### STATED GOAL
In two sentences, summarize the text below on anti-Chinese sentiment in San Rafael.

### TEXT TO READ
■ ■ ■ ■ ■ ■ ■

Rampant discrimination against Chinese in the late 1800s led to this strict immigration policy aimed on keeping Chinese out of the country. San Rafael was not immune from anti-Chinese sentiment. According to The Marin Journal, in 1878 Denis Kearney, a politician known for his racism, spoke in San Rafael and an “anti-Coolie Club of San Rafael” was organized with 140 members, which advocated a boycott against patronizing Chinese or anyone employing them.

The Exclusion Act and the Anti-Chinese Leagues did not stop Arthur William Foster, President of the San Francisco and North Pacific Coast Railroad Company. In 1903 he brought to America his cook Jung Gang’s son, 17-year-old Soo Chong, ostensibly as  a student at the Mt. Tamalpais Military Academy. Young Soo Chong didn’t actually become a student, but he did help out the Academy’s chef, Fon Ton Jue, in the kitchen and dining room.

■ ■ ■ ■ ■ ■ ■

### MATERIAL
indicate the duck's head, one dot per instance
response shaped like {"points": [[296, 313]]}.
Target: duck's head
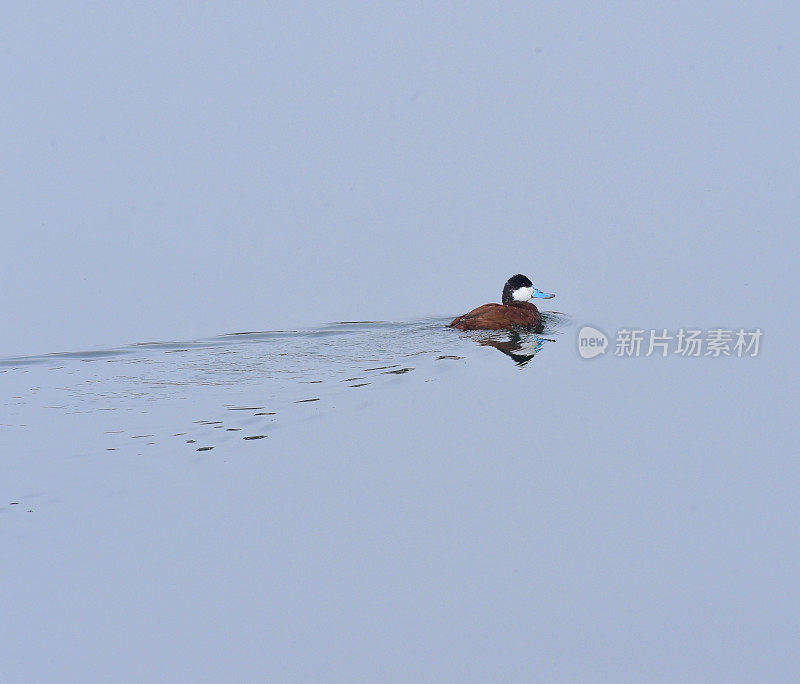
{"points": [[519, 288]]}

■ ■ ■ ■ ■ ■ ■

### RESULT
In 1878, anti-Chinese sentiment reached San Rafael when the politician Denis Kearney spoke there and an "anti-Coolie Club of San Rafael" of 140 members formed to urge a boycott against patronizing Chinese people or anyone who employed them. Despite the Exclusion Act and the Anti-Chinese Leagues, railroad company president Arthur William Foster brought his cook Jung Gang's 17-year-old son, Soo Chong, to America in 1903, ostensibly as a student at the Mt. Tamalpais Military Academy, though Soo Chong instead helped the Academy's chef, Fon Ton Jue, in the kitchen and dining room.